**Exercise goal**
Convert the items below into a two-column CSV with the headers "text" and "answer," one row per item. Put each value in a single quoted field, replace line breaks with spaces, and omit the pictures.

[Collection entries]
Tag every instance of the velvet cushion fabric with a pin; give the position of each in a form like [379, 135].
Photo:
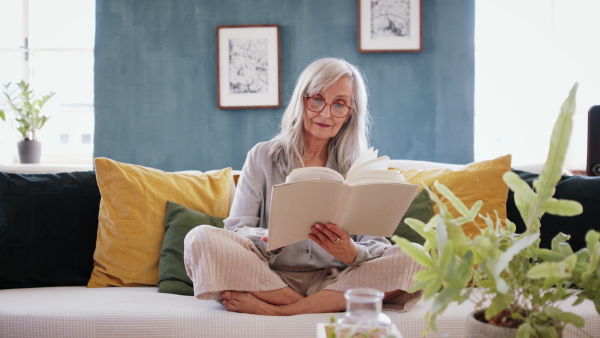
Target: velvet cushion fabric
[420, 208]
[132, 213]
[179, 221]
[476, 181]
[48, 225]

**Full solution**
text,answer
"Tag every instance of the velvet cushion fabric with a pin; give the position of each in a form like [379, 135]. Photo: Target: velvet cushion fabric","[420, 208] [132, 213] [179, 221] [476, 181] [48, 225]"